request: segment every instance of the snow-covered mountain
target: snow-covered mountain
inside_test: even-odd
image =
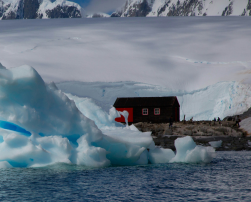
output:
[[[0,19],[80,18],[81,7],[65,0],[0,1]]]
[[[111,15],[106,13],[93,13],[91,15],[86,15],[86,18],[109,18]]]
[[[251,0],[127,0],[111,17],[250,16]]]

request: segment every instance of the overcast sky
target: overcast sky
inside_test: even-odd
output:
[[[104,12],[115,11],[122,6],[126,0],[72,0],[79,3],[87,12]]]

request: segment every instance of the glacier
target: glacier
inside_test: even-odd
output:
[[[114,117],[119,114],[114,108],[105,115],[89,102],[86,107],[96,114],[85,109],[86,114],[98,117],[99,129],[54,83],[46,84],[27,65],[10,69],[1,65],[0,106],[0,168],[58,162],[87,167],[208,163],[215,155],[213,148],[195,147],[186,137],[176,140],[189,150],[184,160],[180,157],[184,148],[177,146],[175,155],[171,149],[155,147],[151,132],[142,133],[133,125],[116,126]]]

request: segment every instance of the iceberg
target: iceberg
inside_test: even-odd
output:
[[[54,83],[46,84],[30,66],[2,66],[0,168],[57,162],[104,167],[210,162],[213,158],[213,148],[195,146],[188,137],[176,140],[176,155],[155,147],[151,132],[117,125],[114,118],[120,114],[114,108],[107,114],[91,99],[71,98]],[[79,108],[74,100],[79,101]],[[126,117],[126,112],[123,115]]]

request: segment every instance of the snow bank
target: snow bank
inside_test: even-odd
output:
[[[118,114],[114,109],[105,114],[90,99],[78,105],[94,118],[101,130],[54,83],[45,84],[32,67],[1,66],[0,168],[56,162],[103,167],[167,163],[173,158],[175,162],[184,161],[174,157],[169,149],[156,148],[151,132],[142,133],[134,126],[117,127],[113,119]],[[188,151],[187,144],[191,143],[184,139]],[[207,149],[201,150],[205,156],[210,155]],[[187,162],[191,158],[192,162],[206,161],[198,158],[196,152],[189,155]]]
[[[174,145],[177,153],[171,162],[208,163],[215,157],[212,147],[196,146],[190,136],[176,139]]]
[[[81,97],[91,98],[91,102],[108,112],[117,97],[177,96],[180,117],[183,118],[185,114],[187,120],[192,117],[193,120],[213,120],[215,117],[223,119],[226,116],[241,114],[251,107],[250,85],[233,81],[219,82],[190,92],[173,91],[162,86],[138,82],[63,82],[56,85],[62,91],[79,97],[69,95],[80,110],[78,103],[87,102],[87,98]],[[86,114],[85,111],[83,113]]]

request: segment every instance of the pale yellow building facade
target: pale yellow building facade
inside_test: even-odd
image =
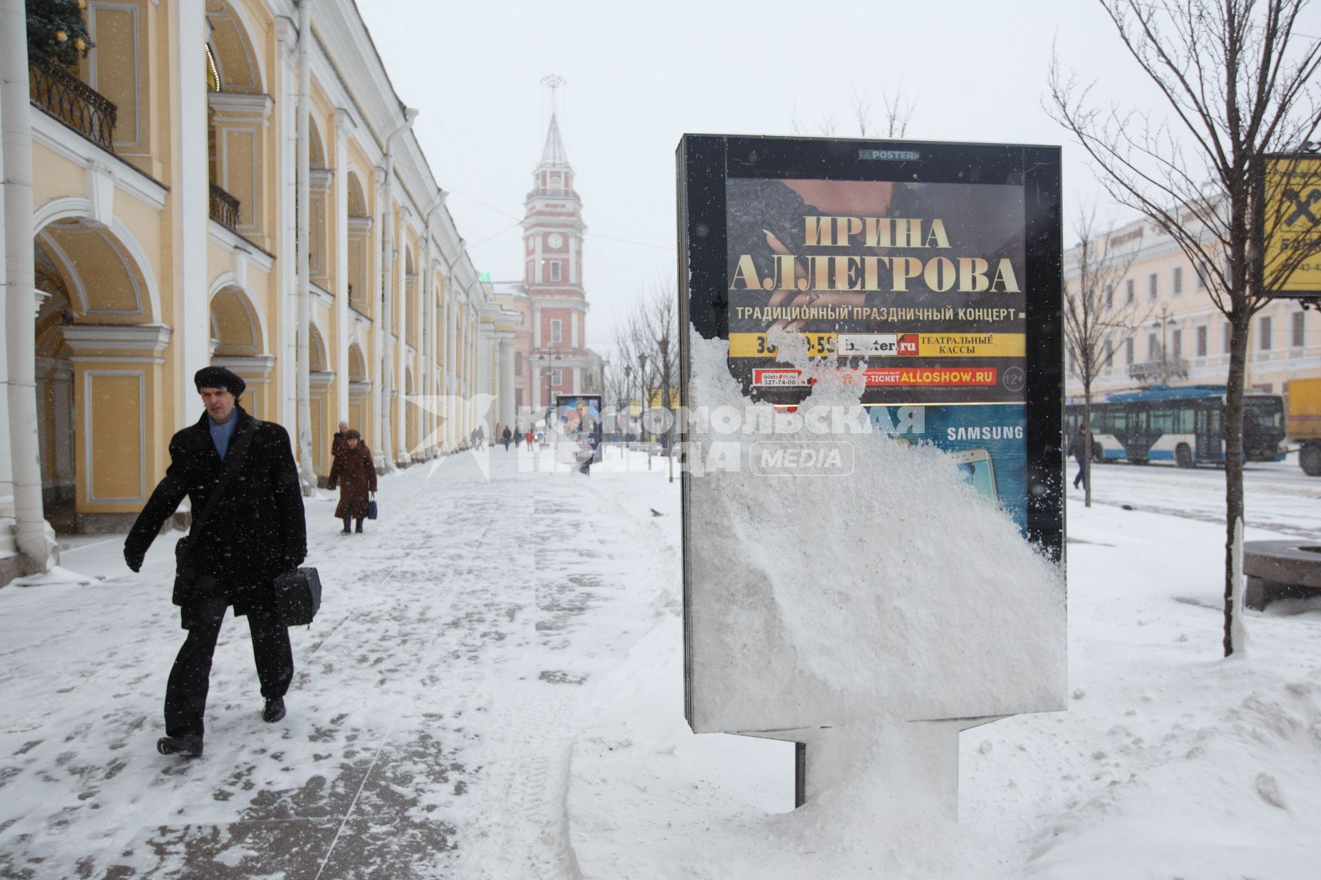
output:
[[[59,529],[132,521],[169,464],[170,435],[202,413],[192,376],[206,364],[244,377],[252,414],[308,431],[321,476],[339,420],[392,468],[462,449],[478,427],[489,437],[499,417],[510,317],[478,281],[353,0],[304,4],[300,34],[292,0],[90,0],[86,58],[71,69],[29,58],[36,326],[24,332],[36,342],[42,504]],[[21,34],[4,41],[0,51],[24,45]],[[306,181],[300,49],[310,63]],[[0,107],[7,120],[17,110]],[[22,198],[7,187],[11,197]],[[16,277],[9,297],[21,296]],[[5,401],[18,393],[9,375]],[[12,524],[26,439],[0,414],[0,501],[11,501],[0,515]]]
[[[1230,329],[1207,284],[1168,235],[1145,220],[1110,231],[1111,252],[1128,272],[1107,296],[1115,311],[1133,315],[1136,330],[1116,330],[1094,394],[1152,384],[1223,385],[1229,376]],[[1106,235],[1099,236],[1102,241]],[[1065,282],[1078,290],[1078,248],[1065,252]],[[1321,313],[1295,299],[1268,303],[1252,318],[1244,387],[1288,394],[1289,381],[1321,376]],[[1082,383],[1070,371],[1066,396],[1081,402]]]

*****

▶ [STATED PROBLEM]:
Rewrite all the items above with "iceberg" renamed to "ice floe" wherever it occurs, keeping every other character unchanged. Leave the pictures out of your output.

▶ [RESPONSE TO THE EXERCISE]:
request: segment every instance of the snow-covered mountain
target: snow-covered mountain
inside_test: even-odd
image =
output:
[[[0,19],[80,18],[81,7],[65,0],[0,1]]]
[[[111,15],[106,13],[93,13],[91,15],[86,15],[86,18],[109,18]]]
[[[251,0],[127,0],[111,17],[250,16]]]

request: segment every instance of the overcast sky
target: overcast sky
inside_test: even-odd
output:
[[[104,12],[115,11],[122,6],[126,0],[72,0],[79,3],[87,12]]]

request: segment every instance of the glacier
target: glacier
inside_test: even-odd
output:
[[[114,117],[119,114],[114,108],[105,115],[89,102],[86,107],[96,114],[85,109],[86,114],[98,117],[99,129],[54,83],[46,84],[27,65],[10,69],[1,65],[0,106],[0,168],[58,162],[87,167],[208,163],[215,155],[213,148],[195,147],[186,137],[176,140],[189,150],[184,160],[180,157],[184,148],[177,146],[175,155],[171,149],[155,147],[151,132],[142,133],[133,125],[116,126]]]

request: segment every instance of the ice floe
target: ice floe
inside_test: even-odd
output:
[[[54,83],[46,84],[30,66],[2,66],[0,168],[57,162],[104,167],[210,162],[213,158],[213,148],[195,146],[188,137],[176,140],[176,155],[155,147],[151,132],[117,125],[114,118],[120,114],[114,108],[107,114],[91,99],[71,98]],[[79,108],[74,100],[79,101]],[[126,117],[126,112],[123,115]]]

request: segment every instance of the snow bank
target: snow bank
inside_test: even-odd
output:
[[[118,114],[114,109],[105,114],[90,99],[78,105],[94,118],[101,130],[54,83],[45,84],[32,67],[1,66],[0,168],[56,162],[103,167],[167,163],[173,158],[175,162],[184,161],[174,157],[169,149],[156,148],[151,132],[142,133],[134,126],[117,127],[113,119]],[[188,151],[187,144],[191,143],[184,139]],[[207,149],[201,150],[205,156],[210,155]],[[187,162],[191,158],[192,162],[206,161],[198,158],[196,152],[189,155]]]
[[[174,145],[177,153],[171,162],[208,163],[215,157],[212,147],[196,146],[190,136],[176,139]]]
[[[81,97],[91,98],[91,102],[108,112],[117,97],[177,96],[180,117],[183,118],[185,114],[187,120],[192,117],[193,120],[213,120],[215,117],[223,119],[226,116],[241,114],[251,107],[250,85],[233,81],[219,82],[190,92],[173,91],[162,86],[138,82],[63,82],[56,85],[62,91],[79,97],[69,95],[80,110],[78,103],[87,102],[87,98]],[[86,114],[85,111],[83,113]]]

request: segment every instance of the pale yellow building facade
target: pale yellow building facade
inside_test: even-odd
image =
output:
[[[59,529],[132,521],[169,464],[170,435],[202,413],[192,376],[206,364],[244,377],[252,414],[308,431],[321,476],[339,420],[392,468],[462,449],[478,427],[489,437],[499,417],[510,317],[478,281],[353,0],[304,4],[300,34],[292,0],[90,0],[86,58],[71,69],[29,58],[36,326],[24,332],[36,342],[42,504]],[[21,34],[4,41],[0,51],[24,45]],[[306,181],[300,49],[310,63]],[[0,107],[7,120],[17,110]],[[22,198],[7,187],[11,197]],[[16,277],[9,297],[21,296]],[[5,401],[18,393],[9,375]],[[12,524],[26,439],[0,414],[0,501],[11,501],[0,515]]]
[[[1230,329],[1207,284],[1168,235],[1145,220],[1110,231],[1111,252],[1128,272],[1107,296],[1115,311],[1133,315],[1136,330],[1116,330],[1094,394],[1152,384],[1223,385],[1229,376]],[[1106,235],[1099,236],[1102,241]],[[1065,282],[1078,290],[1078,248],[1065,252]],[[1321,313],[1295,299],[1268,303],[1252,318],[1244,387],[1288,394],[1289,381],[1321,376]],[[1082,383],[1070,371],[1066,396],[1081,402]]]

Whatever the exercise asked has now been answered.